▶ [TASK REQUIREMENTS] Please copy the lines below word for word, changing no character.

▶ [DATA FOR THIS TASK]
◆ ◆ ◆

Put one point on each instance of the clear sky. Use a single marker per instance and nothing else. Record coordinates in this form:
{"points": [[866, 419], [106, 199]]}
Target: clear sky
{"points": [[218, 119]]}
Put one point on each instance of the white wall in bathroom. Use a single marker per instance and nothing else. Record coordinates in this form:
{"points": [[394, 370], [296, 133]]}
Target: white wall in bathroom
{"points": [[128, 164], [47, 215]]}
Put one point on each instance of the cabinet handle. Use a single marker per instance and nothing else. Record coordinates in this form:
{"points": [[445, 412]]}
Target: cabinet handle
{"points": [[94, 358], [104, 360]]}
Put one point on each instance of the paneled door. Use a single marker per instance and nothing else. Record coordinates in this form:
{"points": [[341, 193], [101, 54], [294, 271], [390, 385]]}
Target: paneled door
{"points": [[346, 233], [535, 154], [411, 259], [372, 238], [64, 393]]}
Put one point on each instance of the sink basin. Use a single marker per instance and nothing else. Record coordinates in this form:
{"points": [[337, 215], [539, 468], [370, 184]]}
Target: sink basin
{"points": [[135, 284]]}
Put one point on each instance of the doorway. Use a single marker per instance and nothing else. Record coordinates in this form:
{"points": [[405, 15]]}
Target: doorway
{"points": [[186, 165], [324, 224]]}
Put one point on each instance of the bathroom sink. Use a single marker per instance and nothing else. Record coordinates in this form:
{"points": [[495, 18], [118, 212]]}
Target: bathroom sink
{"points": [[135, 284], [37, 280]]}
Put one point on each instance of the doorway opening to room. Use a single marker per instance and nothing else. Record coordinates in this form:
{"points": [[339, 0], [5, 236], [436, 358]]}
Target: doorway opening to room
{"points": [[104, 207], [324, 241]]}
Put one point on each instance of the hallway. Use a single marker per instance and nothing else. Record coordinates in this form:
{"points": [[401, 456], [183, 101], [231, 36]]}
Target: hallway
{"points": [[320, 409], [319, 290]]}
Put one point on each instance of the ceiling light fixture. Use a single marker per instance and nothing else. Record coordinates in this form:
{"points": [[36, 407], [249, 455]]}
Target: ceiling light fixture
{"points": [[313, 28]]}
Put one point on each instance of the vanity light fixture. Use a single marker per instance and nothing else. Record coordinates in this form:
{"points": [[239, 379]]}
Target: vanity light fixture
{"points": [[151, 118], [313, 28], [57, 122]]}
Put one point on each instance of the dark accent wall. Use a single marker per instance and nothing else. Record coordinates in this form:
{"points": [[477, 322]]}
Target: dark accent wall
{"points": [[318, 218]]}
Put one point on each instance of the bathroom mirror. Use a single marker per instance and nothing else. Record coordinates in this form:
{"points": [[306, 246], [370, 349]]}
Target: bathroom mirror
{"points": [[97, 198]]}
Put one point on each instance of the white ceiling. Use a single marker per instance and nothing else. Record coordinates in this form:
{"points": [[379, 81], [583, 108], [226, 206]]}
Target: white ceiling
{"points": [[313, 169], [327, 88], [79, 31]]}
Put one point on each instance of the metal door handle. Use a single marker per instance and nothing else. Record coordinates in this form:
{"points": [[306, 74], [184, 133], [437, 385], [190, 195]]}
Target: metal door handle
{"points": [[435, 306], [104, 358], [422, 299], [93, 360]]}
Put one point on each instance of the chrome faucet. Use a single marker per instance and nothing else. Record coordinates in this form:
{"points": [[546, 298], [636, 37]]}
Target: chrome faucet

◆ ◆ ◆

▶ [ANSWER IN FULL]
Put one point on each instance of the clear sky. Use a single marker per instance and nothing else. Record coordinates in this form:
{"points": [[866, 419], [106, 199]]}
Target: clear sky
{"points": [[218, 119]]}
Put one point on each instance of the white wall in bathroom. Use a single marker per instance and nothing else. Record coordinates in this form:
{"points": [[394, 370], [296, 133]]}
Target: white wall in bathroom
{"points": [[128, 164], [47, 215]]}
Put one point on each instance of the cabinet handle. Use a single marker per instance and nothing else. Record coordinates in this form:
{"points": [[445, 412]]}
Target: cabinet handle
{"points": [[94, 358], [104, 360]]}
Put one point on each instance of the paneled door. Use a single marker per instance and nothing else. Record coordinates in this form:
{"points": [[341, 193], [101, 54], [294, 271], [390, 385]]}
Target: paneled door
{"points": [[346, 233], [535, 154], [411, 259], [372, 238], [64, 393]]}
Put one point on each instance of the sink basin. Use a single marker per instance and nothing else. Record coordinates in this form:
{"points": [[337, 215], [539, 468], [370, 184]]}
Target: sink basin
{"points": [[135, 284]]}
Put one point on each instance of the doorway. Use a single marker per instance and nothing else. Record coordinates in this form:
{"points": [[405, 15]]}
Target: doorway
{"points": [[186, 165], [324, 224]]}
Put one point on each instance of the bathroom sink. Use a single marker per instance and nothing else. Record coordinates in this form:
{"points": [[495, 18], [118, 212]]}
Target: bathroom sink
{"points": [[135, 284], [37, 280]]}
Put one point on each instance of the doorway opening to room. Use a single marker per instance and nothing else. Record coordinates in this form:
{"points": [[339, 0], [5, 236], [436, 358]]}
Target: doorway opening to room
{"points": [[104, 207], [324, 241]]}
Put one point on each instance of the hallway. Use a single marker per instance and nothing else. Record coordinates in this form:
{"points": [[401, 456], [183, 101], [231, 36]]}
Target: hallway
{"points": [[320, 409], [319, 290]]}
Put one point on each instance of the ceiling light fixture. Use a single marker per instance and nothing else. Record coordinates in this form:
{"points": [[36, 407], [249, 455]]}
Target: ceiling light fixture
{"points": [[313, 28]]}
Put one point on each instance of the vanity light fixture. Use a single marker per instance and nothing else. Record coordinates in this form:
{"points": [[239, 379]]}
Target: vanity light fixture
{"points": [[151, 118], [313, 28], [57, 122]]}
Put one point on each instance of the dark accent wall. Use a single marker per instance and nothing else. Record coordinates in this form:
{"points": [[477, 322]]}
Target: dark accent wall
{"points": [[318, 218]]}
Put one point on each instance of the bathroom mirror. Use a single marker per instance and nothing else. Record coordinates in this form:
{"points": [[306, 246], [370, 349]]}
Target: bathroom mirror
{"points": [[97, 198]]}
Put one point on each instance of the white ceiling. Use a single marker per instance and nothing else. Record coordinates in this form:
{"points": [[379, 81], [583, 108], [226, 206]]}
Target: white ceiling
{"points": [[313, 169], [327, 88], [79, 31]]}
Put one point on each instance of the metal door handle. Use a single marker per instance and nothing else. Record coordinates in this form:
{"points": [[306, 74], [184, 133], [437, 385], [190, 195]]}
Target: metal door handle
{"points": [[435, 306], [104, 358], [422, 299], [93, 360]]}
Put one point on each instance of the chrome faucet. Use a single marker per instance and nothing else. Record coordinates in this form:
{"points": [[546, 298], [636, 37]]}
Target: chrome faucet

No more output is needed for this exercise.